Questo declino viene fotografato bene da un articolo sul portale DoveSciare, che censisce la presenza di un numero veramente impressionante di stazioni sciistiche abbandonate in Italia: oltre 300, tra Alpi ed Appennini.

La questione altimetrica viene trattata con risalto in un articolo su GreenMediaLab, incentrato sugli effetti del cambiamento climatico su questo sport. All’interno si prevede che l’aumento delle temperature provocherà una drastica contrazione dell’innevamento in montagna (sia in termini di area coperta, che di spessore del manto nevoso che di periodo dell’anno). Questo penalizzerà soprattutto le aree sciistiche situate a minore altitudine (secondo alcuni studi già dal 2030 non si avranno precipitazioni nevose certe sotto i 1300 metri), ma potrebbe pesantemente vacillare anche la sostenibilità economica di altri comprensori, che si verrebbero stritolati dalla morsa da una parte della forte riduzione degli introiti (a causa di una stagione sciistica sempre più corta) e dall’altra parte da una esplosione dei costi di gestione (per la crescente necessità di sopperire alle minori precipitazioni con l’innevamento artificiale, che è particolarmente energivoro).

Un articolo su L’EcoPost fornisce alcuni numeri, esprimendo preoccupazione per le prospettive del turismo in montagna, e dà alcune interessanti informazioni tecniche, economiche ed ambientali sull’ormai imprescindibile innevamento artificiale.

- ESTRATTI DELLE VOCI -
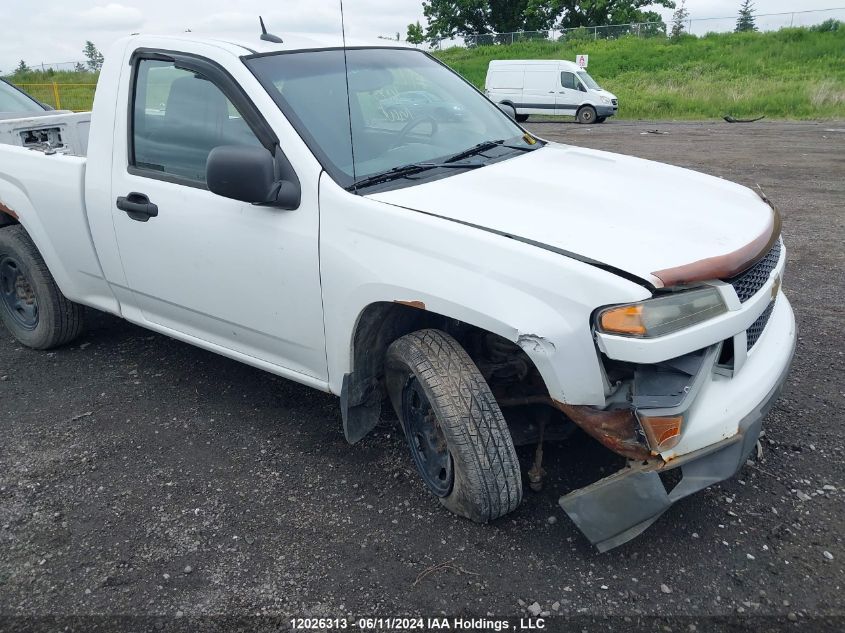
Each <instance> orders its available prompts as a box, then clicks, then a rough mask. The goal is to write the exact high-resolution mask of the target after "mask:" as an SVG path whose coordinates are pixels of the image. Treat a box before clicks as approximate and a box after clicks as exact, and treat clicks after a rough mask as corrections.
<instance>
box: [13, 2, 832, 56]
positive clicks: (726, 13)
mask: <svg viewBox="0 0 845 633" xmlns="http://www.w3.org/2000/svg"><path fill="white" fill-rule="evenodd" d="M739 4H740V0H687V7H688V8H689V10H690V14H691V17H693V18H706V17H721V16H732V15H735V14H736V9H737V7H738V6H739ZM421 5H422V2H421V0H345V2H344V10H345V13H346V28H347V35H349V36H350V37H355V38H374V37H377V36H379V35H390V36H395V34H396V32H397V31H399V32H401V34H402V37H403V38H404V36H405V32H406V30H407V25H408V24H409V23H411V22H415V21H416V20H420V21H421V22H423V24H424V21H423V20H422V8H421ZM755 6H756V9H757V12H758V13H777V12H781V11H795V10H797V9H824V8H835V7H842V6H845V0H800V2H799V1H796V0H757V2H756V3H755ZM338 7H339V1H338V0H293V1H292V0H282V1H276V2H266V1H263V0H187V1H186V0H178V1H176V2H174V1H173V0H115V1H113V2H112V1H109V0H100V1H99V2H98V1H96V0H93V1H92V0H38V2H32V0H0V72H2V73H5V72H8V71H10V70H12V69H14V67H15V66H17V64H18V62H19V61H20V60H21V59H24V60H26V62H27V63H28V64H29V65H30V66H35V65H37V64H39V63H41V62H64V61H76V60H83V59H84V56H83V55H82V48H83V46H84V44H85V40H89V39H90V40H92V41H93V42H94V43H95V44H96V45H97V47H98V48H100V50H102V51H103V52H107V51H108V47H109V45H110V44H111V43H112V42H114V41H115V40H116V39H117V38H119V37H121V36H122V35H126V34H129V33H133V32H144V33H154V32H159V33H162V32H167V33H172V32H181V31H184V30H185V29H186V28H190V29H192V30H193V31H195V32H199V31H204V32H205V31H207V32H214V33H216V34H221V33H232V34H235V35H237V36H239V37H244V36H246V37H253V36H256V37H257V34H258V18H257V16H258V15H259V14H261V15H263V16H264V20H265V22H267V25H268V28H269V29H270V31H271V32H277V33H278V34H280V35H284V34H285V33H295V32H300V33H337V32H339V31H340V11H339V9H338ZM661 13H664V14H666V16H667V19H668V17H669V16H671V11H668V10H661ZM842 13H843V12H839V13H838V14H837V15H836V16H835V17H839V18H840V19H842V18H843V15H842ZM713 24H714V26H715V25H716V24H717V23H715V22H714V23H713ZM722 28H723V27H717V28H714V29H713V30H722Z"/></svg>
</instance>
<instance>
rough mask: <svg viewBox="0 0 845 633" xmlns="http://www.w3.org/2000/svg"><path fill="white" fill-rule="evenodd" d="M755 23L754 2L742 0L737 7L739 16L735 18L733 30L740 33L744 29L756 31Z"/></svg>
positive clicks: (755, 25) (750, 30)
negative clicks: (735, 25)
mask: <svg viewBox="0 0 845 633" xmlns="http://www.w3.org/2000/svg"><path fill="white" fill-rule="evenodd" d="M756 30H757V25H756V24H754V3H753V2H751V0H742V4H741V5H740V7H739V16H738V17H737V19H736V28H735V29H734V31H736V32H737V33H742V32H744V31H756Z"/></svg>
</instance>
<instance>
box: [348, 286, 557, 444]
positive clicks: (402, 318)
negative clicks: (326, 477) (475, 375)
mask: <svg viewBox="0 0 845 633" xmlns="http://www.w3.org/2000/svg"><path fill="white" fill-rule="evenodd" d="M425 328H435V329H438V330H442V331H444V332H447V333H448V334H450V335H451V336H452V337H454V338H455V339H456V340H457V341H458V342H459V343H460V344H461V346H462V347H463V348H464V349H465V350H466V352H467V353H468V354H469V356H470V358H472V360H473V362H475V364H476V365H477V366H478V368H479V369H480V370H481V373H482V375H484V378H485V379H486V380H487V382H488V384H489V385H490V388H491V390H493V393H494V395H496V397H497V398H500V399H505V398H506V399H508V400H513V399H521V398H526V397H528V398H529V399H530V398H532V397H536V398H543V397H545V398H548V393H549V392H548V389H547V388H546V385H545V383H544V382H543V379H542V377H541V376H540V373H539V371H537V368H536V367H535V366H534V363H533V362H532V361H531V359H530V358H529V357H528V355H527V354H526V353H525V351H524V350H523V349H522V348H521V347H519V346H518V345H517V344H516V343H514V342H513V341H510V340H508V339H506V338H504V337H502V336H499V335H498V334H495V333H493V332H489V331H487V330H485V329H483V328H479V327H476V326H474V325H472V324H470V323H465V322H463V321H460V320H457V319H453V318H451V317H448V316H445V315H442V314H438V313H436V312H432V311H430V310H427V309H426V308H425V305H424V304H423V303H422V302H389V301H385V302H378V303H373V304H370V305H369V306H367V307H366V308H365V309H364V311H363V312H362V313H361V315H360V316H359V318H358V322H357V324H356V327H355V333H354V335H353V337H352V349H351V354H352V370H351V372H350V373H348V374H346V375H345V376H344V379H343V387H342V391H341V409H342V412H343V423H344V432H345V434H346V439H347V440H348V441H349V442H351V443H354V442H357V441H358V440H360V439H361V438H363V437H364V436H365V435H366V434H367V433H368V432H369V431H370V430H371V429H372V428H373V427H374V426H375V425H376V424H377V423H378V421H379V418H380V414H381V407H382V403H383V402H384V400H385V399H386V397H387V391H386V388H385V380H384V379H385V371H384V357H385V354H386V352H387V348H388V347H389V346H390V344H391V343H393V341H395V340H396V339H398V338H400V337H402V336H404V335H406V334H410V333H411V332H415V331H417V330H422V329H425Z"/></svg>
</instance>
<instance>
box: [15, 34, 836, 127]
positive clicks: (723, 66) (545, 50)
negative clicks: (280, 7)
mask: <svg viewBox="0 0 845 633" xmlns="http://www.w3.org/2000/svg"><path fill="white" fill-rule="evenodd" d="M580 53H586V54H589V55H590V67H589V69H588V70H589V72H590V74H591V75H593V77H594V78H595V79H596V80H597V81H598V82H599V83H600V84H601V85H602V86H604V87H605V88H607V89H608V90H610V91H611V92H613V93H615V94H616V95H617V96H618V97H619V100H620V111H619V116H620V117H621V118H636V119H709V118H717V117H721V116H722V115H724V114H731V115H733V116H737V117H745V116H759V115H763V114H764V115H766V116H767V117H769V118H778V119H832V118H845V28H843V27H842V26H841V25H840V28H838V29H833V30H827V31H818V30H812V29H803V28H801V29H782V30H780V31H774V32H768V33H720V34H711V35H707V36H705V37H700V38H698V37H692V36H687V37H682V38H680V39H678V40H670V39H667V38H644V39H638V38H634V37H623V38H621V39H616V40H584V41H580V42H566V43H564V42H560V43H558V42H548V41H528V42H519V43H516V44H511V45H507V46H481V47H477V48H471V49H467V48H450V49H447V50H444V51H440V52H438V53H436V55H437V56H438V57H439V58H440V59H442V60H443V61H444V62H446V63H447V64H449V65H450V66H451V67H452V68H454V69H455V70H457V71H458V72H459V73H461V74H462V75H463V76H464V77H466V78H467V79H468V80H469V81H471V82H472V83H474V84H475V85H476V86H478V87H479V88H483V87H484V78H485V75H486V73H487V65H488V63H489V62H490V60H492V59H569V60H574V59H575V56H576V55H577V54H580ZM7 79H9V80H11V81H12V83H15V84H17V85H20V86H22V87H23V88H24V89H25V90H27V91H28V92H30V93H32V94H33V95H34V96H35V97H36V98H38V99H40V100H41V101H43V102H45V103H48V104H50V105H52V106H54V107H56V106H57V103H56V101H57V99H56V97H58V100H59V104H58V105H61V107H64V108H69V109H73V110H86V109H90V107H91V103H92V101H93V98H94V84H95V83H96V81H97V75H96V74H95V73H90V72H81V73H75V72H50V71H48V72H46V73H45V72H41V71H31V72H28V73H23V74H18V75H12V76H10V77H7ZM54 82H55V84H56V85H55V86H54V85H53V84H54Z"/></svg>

- COSA FARE -
Ricopia per favore il brano sulle stazioni sciistiche per intero, senza cambiare nulla. Le voci non hanno alcun legame con il brano sulle stazioni sciistiche.

- RISPOSTA ATTESA -
Questo declino viene fotografato bene da un articolo sul portale DoveSciare, che censisce la presenza di un numero veramente impressionante di stazioni sciistiche abbandonate in Italia: oltre 300, tra Alpi ed Appennini.

La questione altimetrica viene trattata con risalto in un articolo su GreenMediaLab, incentrato sugli effetti del cambiamento climatico su questo sport. All’interno si prevede che l’aumento delle temperature provocherà una drastica contrazione dell’innevamento in montagna (sia in termini di area coperta, che di spessore del manto nevoso che di periodo dell’anno). Questo penalizzerà soprattutto le aree sciistiche situate a minore altitudine (secondo alcuni studi già dal 2030 non si avranno precipitazioni nevose certe sotto i 1300 metri), ma potrebbe pesantemente vacillare anche la sostenibilità economica di altri comprensori, che si verrebbero stritolati dalla morsa da una parte della forte riduzione degli introiti (a causa di una stagione sciistica sempre più corta) e dall’altra parte da una esplosione dei costi di gestione (per la crescente necessità di sopperire alle minori precipitazioni con l’innevamento artificiale, che è particolarmente energivoro).

Un articolo su L’EcoPost fornisce alcuni numeri, esprimendo preoccupazione per le prospettive del turismo in montagna, e dà alcune interessanti informazioni tecniche, economiche ed ambientali sull’ormai imprescindibile innevamento artificiale.